- **STATED GOAL A**:
In the records, rewrite everything from the line containing "sprouting from water." down to the line containing "M 86 479 L 86", changing "instance" to "occurrence" and leaving all else as it is. Return only those lines.

Spatial Data on the Web Working Group Teleconference -- 23 Mar 2016

<scribe> Meeting: SDW coverages

<phila> issue-1?

<trackbot> issue-1 -- Blah blah test -- closed

<trackbot> http://www.w3.org/2015/spatial/track/issues/1

<scribe> scribe: kerry

<scribe> scribeNick: Kerry

<billroberts> https://www.w3.org/2016/03/09-sdwcov-minutes

<phila> PROPOSED: Accept last week's minutes

<billroberts> +1

<jtandy> +1

<eparsons> +0 Not there

Proposed: accept last weeks minutes https://www.w3.org/2016/03/09-sdwcov-minutes

<phila> +1

RESOLUTION: Accept last week's minutes

<billroberts> https://www.w3.org/2015/spatial/wiki/Patent_Call

<billroberts> https://www.w3.org/2015/spatial/wiki/Meetings:Coverage-Telecon20160323

Review of use cases

welcome to editor Maik Reichert

topic: Review of use cases (action)

<billroberts> https://www.w3.org/2015/spatial/wiki/Coverage_UCR_notes

billroberts: at bottom in summary see that subsetting came out a lot
... assign an identifier to a subset of a coverage of a dataset
... also for provenance so you can point to how the processing happened
... the question of delivering a full coverage is a special case of delivering a subset -- if we address addressing and formatting it will be solved
... also some use cases for poihnt cloud and time series -- need to keep these in mind
... also note that the region of interest might be complicated, not just a bounding box, may be polygon or tunnel underground
... any comments?

jtandy: they are the things I can recall

phila: note the way subsetting tumbles out becuase we are struggling in dwbp to say something that is *not* spatailly-specific
... dwbp does not have good use cases for this

billroberts: also we have time subsets and variable subsets

<Zakim> jtandy, you wanted to query predefined subsets or on-the-fly query

<eparsons> jtandy

jtandy: we had a long email thread on subsetting for BP
... one kind is subsetting for useful chunks to be manageable (a predefined set)
... other kind is an on-the-fly query chunk
... we need both
... rdf datacube does predefined type but not query type

billroberts: datacube can be used for query-type but perhaps less flexible

jtandy: when i assign an identifier to a subset it could be anythinh
... but a query type identifier is also an api, effectively

<phila> kerry: I hate us calling it subsetting given all the different dimensions that we need to talk about

kerry: does not like "subsetting"

- **STATED GOAL B**:
From the meeting minutes, reproduce everything from "<eparsons> jtandy" down to "(a predefined set)" without any change.

- **RECORDS TO USE**:
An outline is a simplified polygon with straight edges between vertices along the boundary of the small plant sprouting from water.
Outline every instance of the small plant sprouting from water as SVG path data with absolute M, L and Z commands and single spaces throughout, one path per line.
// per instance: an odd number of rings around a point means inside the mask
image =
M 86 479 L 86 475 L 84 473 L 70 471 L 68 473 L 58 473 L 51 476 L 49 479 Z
...
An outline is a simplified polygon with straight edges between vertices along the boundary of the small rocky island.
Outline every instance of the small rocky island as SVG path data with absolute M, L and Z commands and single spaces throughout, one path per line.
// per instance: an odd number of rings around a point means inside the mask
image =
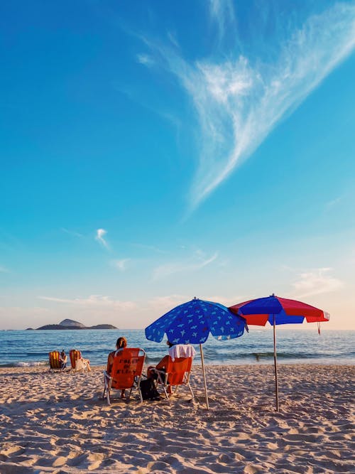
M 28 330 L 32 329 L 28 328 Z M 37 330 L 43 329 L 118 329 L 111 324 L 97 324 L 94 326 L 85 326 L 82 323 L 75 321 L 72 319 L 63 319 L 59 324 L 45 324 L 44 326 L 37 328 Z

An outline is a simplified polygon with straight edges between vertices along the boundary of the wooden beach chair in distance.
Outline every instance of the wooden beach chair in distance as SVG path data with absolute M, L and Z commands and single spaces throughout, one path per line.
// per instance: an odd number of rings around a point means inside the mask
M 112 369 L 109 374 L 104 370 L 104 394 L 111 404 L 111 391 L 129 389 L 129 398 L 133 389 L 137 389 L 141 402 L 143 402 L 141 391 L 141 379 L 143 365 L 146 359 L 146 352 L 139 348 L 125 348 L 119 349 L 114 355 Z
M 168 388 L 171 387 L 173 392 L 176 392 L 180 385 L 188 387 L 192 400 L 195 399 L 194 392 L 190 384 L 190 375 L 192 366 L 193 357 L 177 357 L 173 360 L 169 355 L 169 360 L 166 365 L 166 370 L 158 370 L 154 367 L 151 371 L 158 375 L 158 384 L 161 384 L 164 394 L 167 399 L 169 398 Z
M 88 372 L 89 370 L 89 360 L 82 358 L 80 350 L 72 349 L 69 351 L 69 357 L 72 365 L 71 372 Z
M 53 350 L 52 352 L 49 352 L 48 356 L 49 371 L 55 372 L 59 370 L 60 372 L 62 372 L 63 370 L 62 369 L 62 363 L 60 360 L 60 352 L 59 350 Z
==
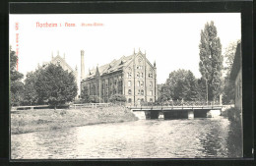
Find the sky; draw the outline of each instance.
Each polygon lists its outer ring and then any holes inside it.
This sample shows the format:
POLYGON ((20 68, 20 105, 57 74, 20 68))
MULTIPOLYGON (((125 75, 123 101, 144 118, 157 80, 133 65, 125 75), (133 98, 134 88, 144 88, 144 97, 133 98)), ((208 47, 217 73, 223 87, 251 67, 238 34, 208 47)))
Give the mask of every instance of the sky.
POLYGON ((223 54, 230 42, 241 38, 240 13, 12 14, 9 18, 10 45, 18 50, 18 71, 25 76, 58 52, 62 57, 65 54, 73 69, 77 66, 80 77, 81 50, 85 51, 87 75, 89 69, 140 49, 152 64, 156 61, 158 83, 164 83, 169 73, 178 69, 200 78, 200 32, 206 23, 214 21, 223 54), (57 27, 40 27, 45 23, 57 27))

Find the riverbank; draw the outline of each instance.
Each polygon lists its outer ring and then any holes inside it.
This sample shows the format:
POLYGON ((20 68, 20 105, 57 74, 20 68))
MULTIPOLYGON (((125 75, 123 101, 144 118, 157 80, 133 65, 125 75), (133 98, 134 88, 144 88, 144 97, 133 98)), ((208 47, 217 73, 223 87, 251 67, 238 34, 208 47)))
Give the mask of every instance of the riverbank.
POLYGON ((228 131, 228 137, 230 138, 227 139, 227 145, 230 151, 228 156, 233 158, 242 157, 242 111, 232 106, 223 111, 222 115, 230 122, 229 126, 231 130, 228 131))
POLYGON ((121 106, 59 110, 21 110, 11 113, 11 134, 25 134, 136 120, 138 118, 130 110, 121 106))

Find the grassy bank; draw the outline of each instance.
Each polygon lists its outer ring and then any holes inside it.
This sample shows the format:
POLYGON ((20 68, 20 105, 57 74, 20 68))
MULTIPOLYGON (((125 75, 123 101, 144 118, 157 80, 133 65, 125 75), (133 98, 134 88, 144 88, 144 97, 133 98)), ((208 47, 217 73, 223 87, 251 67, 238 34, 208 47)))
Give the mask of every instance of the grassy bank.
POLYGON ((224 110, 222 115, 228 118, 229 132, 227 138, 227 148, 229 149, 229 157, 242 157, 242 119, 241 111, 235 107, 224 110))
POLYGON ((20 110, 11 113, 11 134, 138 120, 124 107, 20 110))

- **FINAL ANSWER A**:
An outline is a simplified polygon with straight edges between vertices along the boundary of the small plant sprouting from water.
Outline every occurrence of the small plant sprouting from water as SVG path data with absolute M, L and Z commands and single spaces throughout, one path per line.
// per occurrence: an odd number of rings around a point means inside the mask
image =
M 86 479 L 86 475 L 84 473 L 70 471 L 68 473 L 58 473 L 51 476 L 49 479 Z

- **FINAL ANSWER B**:
<eparsons> jtandy

jtandy: we had a long email thread on subsetting for BP
... one kind is subsetting for useful chunks to be manageable (a predefined set)